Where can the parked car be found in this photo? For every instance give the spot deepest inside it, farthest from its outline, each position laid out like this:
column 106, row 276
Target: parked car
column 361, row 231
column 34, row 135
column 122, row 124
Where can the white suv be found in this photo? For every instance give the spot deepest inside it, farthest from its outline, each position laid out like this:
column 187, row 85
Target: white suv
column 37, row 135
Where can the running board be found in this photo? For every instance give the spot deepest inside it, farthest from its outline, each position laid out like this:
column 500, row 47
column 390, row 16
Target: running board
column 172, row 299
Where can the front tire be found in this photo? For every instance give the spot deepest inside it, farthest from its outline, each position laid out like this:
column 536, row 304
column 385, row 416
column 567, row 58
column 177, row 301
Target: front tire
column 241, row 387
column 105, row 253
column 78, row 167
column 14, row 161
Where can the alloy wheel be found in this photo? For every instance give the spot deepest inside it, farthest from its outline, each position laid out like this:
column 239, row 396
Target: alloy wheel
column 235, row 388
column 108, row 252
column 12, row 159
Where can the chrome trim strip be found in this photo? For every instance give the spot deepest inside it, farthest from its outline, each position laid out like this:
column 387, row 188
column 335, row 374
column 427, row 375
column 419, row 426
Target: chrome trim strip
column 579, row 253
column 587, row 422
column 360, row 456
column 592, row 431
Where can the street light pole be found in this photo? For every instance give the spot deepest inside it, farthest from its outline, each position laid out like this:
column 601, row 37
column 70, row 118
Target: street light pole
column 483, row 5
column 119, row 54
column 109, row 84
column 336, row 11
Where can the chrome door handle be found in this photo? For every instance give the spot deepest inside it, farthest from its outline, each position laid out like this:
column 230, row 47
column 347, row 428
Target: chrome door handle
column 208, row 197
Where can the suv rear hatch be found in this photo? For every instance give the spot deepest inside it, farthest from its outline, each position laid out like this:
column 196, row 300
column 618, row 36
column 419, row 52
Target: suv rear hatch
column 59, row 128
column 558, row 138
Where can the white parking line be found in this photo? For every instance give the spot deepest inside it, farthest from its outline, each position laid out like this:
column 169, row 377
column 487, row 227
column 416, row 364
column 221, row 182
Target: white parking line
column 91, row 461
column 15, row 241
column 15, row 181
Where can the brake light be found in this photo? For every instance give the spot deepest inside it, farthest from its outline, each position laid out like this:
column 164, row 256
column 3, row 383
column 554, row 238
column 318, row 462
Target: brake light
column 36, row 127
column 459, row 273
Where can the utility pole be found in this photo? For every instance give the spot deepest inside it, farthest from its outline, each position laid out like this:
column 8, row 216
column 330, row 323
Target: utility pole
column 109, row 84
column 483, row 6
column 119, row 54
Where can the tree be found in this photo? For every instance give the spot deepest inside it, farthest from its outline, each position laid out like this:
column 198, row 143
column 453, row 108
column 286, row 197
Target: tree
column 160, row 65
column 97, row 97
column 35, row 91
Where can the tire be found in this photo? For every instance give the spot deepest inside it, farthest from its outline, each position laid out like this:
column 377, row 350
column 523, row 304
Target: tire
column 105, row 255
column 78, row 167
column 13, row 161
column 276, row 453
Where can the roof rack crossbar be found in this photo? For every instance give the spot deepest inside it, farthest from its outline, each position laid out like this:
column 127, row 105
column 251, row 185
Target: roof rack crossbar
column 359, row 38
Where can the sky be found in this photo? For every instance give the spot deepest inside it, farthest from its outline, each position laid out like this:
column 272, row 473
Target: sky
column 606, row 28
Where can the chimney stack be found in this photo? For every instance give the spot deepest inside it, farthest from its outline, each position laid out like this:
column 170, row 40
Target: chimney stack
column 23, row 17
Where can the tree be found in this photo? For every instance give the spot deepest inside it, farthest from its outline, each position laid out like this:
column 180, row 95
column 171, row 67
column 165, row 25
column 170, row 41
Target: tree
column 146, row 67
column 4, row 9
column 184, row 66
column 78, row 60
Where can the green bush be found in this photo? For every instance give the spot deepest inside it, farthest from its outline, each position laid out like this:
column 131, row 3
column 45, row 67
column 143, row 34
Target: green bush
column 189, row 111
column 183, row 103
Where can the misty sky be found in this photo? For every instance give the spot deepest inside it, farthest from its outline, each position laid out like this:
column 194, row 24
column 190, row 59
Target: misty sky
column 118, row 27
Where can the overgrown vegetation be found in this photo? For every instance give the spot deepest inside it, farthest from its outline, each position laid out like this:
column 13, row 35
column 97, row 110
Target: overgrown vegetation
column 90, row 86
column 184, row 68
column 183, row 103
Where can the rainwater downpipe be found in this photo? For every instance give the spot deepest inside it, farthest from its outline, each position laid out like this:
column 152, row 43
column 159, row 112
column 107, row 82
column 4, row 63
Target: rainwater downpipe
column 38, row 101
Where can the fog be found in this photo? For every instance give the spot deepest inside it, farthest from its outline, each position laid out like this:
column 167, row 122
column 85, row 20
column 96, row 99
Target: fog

*-*-*

This exercise calls for every record to be restated word for word.

Where can the parked car be found in this photo? For every instance give the spot deepest inside it, farthest from its outline, each position laid out like this:
column 106, row 276
Target: parked car
column 361, row 231
column 34, row 135
column 122, row 124
Where can the white suv be found in this photo? For every instance give the spot deepest inside it, farthest from its outline, each position laid out like this:
column 187, row 85
Target: white suv
column 37, row 135
Where can the running board be found in this photo? For every instance give the spot deepest inside it, farthest from its outline, each position laid out like this:
column 500, row 47
column 390, row 16
Target: running board
column 172, row 299
Where can the front tire be found in this photo? For every instance give the spot deepest inside it, farthest from its outline, each position laid out like this:
column 536, row 304
column 385, row 416
column 567, row 58
column 177, row 301
Target: front tire
column 241, row 387
column 105, row 253
column 78, row 167
column 14, row 161
Where can the alloy wheel be found in this photo? For every instance give the spot deepest inside it, farthest from its outline, each position laid out like this:
column 239, row 396
Target: alloy wheel
column 235, row 388
column 108, row 252
column 12, row 159
Where can the chrome trim strip be found in this photo? For every instance give the spot deepest inside it, farthest from its outline, each position laid out like this:
column 387, row 188
column 335, row 374
column 427, row 375
column 419, row 426
Target: chrome trim strip
column 579, row 253
column 587, row 422
column 360, row 456
column 592, row 431
Where can the street light pole be found in this photo? For every instance give the spot deepest inside it, farthest from its outline, each position laid out like this:
column 601, row 37
column 70, row 118
Target: street light pole
column 483, row 5
column 119, row 54
column 109, row 84
column 336, row 11
Where can the chrome door handle be found in this photo? For every instance give the spot deepest inside it, farthest from its outline, each position laid out like this:
column 230, row 47
column 347, row 428
Target: chrome door handle
column 208, row 197
Where can the suv rear hatch be found in this photo? For every instance give the spot deepest inside it, farthest from its outline, each position laid out like this:
column 196, row 300
column 618, row 36
column 419, row 52
Target: suv rear hatch
column 59, row 128
column 558, row 138
Where can the white parking line be found in this photo? For every instance give the spot deepest inside it, farthest from its outline, each position laid out like this:
column 169, row 377
column 487, row 227
column 416, row 364
column 221, row 182
Target: white parking line
column 91, row 461
column 15, row 241
column 15, row 181
Where can the brake light be found in this photo? For every instance give the spot deepest inside it, farthest from its outline, each position laid out like this:
column 164, row 256
column 3, row 383
column 554, row 238
column 318, row 462
Target: brake light
column 36, row 127
column 459, row 273
Where can the utility pole be found in this photo? For every instance give the spot deepest inside it, farthest from its outline, each position laid out like this:
column 8, row 216
column 330, row 323
Target: utility pole
column 109, row 84
column 483, row 6
column 119, row 54
Where can the tree be found in this photo? For every instance give the spot deepest inside it, farthest from its outline, each position laid out like this:
column 198, row 143
column 453, row 108
column 286, row 197
Target: tree
column 160, row 65
column 97, row 97
column 35, row 91
Where can the tire be found in this photo? For every instance give the spot deepest inside it, farthest from its outline, each position laid out like this:
column 377, row 350
column 523, row 304
Target: tire
column 105, row 255
column 78, row 167
column 13, row 161
column 276, row 453
Where can the roof rack crossbar be found in this photo? For every instance give the spot deepest inside it, farthest from its outline, each position laid out like this:
column 127, row 105
column 251, row 185
Target: roof rack crossbar
column 359, row 38
Where can the sky be found in this photo? For every instance give the spot deepest inside it, farthest from its outline, each position laid out like this:
column 272, row 473
Target: sky
column 606, row 28
Where can the chimney stack be found in this photo? For every instance give the spot deepest inside it, farthest from its outline, each position laid out like this:
column 170, row 40
Target: chimney stack
column 23, row 17
Where can the tree be found in this photo? For every instance give the spot deepest inside it, farthest from its outline, each position laid out like this:
column 180, row 95
column 171, row 67
column 165, row 25
column 170, row 41
Target: tree
column 146, row 67
column 4, row 9
column 184, row 66
column 78, row 60
Where can the green bush be found in this photo? For every instance give the spot deepest inside it, farthest from its outline, each position laid out like this:
column 131, row 3
column 45, row 67
column 143, row 34
Target: green bush
column 189, row 111
column 183, row 103
Where can the misty sky be found in this photo? For every instance give the spot deepest inside it, farthest from its outline, each position laid out like this:
column 194, row 24
column 190, row 59
Target: misty sky
column 118, row 27
Where can the overgrown vegetation be found in this photo? For every instance give the spot deepest inside it, farthest from its outline, each position laid out like this:
column 13, row 35
column 97, row 110
Target: overgrown vegetation
column 90, row 86
column 184, row 68
column 183, row 103
Where can the rainwater downpipe be found in this photo? For every instance give the spot deepest inside it, farthest from its outline, each position laid out like this:
column 152, row 43
column 159, row 112
column 107, row 82
column 4, row 63
Target: rainwater downpipe
column 38, row 101
Where can the fog be found in this photo? For every instance give the spot deepest inside it, farthest from its outline, each position laid out like this:
column 167, row 122
column 85, row 20
column 96, row 99
Target: fog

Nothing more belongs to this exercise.